■ DO THIS ■
Rewrite every row below, replacing each "Curation task" with "Annotation task" and leaving everything else unchanged. Omit the pictures from the output.

■ INPUT DATA ■

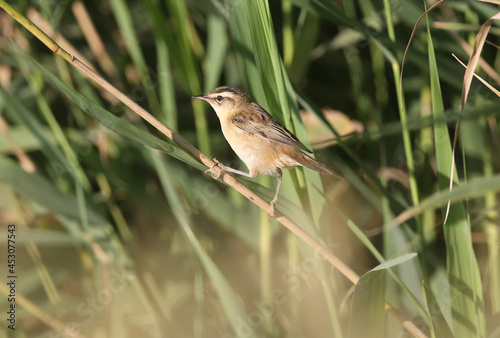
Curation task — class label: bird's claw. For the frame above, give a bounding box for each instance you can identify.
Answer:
[205,157,226,180]
[267,200,277,222]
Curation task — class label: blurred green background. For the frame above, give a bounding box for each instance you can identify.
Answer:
[0,0,500,337]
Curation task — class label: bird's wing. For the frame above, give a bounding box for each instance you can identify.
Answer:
[231,105,312,153]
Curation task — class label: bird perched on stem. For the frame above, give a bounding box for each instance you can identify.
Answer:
[193,86,340,217]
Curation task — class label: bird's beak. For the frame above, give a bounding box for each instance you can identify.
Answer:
[193,95,208,101]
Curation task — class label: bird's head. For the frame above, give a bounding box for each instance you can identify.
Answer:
[193,86,251,119]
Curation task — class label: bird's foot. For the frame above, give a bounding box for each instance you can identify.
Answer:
[205,157,226,180]
[267,199,277,222]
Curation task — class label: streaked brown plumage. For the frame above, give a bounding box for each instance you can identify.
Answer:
[193,86,339,216]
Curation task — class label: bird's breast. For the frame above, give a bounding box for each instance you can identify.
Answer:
[221,124,297,176]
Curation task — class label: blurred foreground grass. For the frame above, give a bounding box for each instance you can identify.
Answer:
[0,0,500,337]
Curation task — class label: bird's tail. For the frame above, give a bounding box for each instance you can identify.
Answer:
[295,152,343,179]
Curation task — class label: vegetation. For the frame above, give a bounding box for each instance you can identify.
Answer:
[0,0,500,337]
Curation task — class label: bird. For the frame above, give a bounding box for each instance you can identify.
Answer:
[193,86,341,218]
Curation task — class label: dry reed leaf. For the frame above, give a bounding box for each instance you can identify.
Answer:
[71,1,118,80]
[443,12,500,224]
[451,54,500,97]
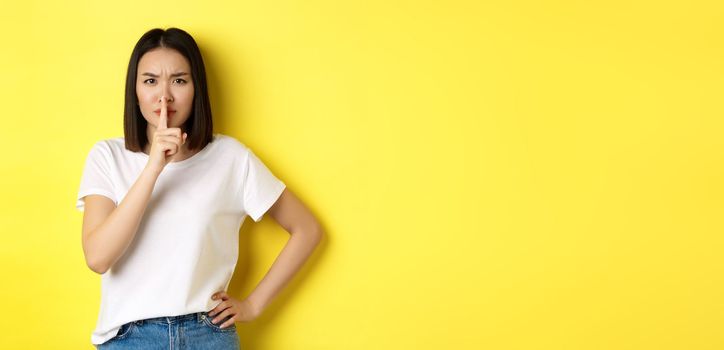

■ EXERCISE SOLUTION ■
Annotation task — class label: bird's claw. For the frame above, give a bounding box for each instance you can identify.
Answer:
[205,157,226,180]
[267,200,277,222]
Annotation task — class label: blurred green background. For the frame above, give a bounding box for each instance you can identify.
Answer:
[0,0,500,337]
Annotation task — class label: bird's wing. For the frame above, give a bounding box for each instance you can identify.
Answer:
[231,105,312,153]
Annotation task — class label: bird perched on stem. For the frame above, give a bounding box for each instance you can identify.
Answer:
[193,86,340,217]
Annotation task — class label: bird's beak. For the frame above, give a bounding box for each instance you can identify.
Answer:
[193,95,208,101]
Annotation task — class label: bird's head. For the frame above, give a bounding box for each instance you can identify.
Answer:
[193,86,251,119]
Annotation task — class label: bird's foot. For the frame above, give a bounding box for each instance you can identify.
Answer:
[205,157,226,180]
[267,199,277,222]
Annotation task — class label: streaked brown plumage. For the frame above, give a bounding box for each instance you can identify.
Answer:
[193,86,339,216]
Annotation task — class label: bird's breast. For the frame above, give a bounding box for each instance you can identify.
Answer:
[221,124,297,176]
Annotation task — class label: blurred foreground grass. For the frame above, give a bounding box for each instance you can identify.
Answer:
[0,0,500,337]
Annotation task — class label: bird's tail. For the frame above, give a bounding box for each instance you can identify.
Answer:
[295,152,343,179]
Annotation task — class label: vegetation. For the frame above, give a bounding box for each instance you can identify.
Answer:
[0,0,500,337]
Annotation task — class label: bird. For the frame above, give a bounding box for each instance you can identify.
Answer:
[193,86,341,218]
Annotation task — class label: dry reed leaf. For the frame above, give a bounding box for each instance you can identify.
Answer:
[71,1,118,80]
[443,12,500,224]
[451,54,500,97]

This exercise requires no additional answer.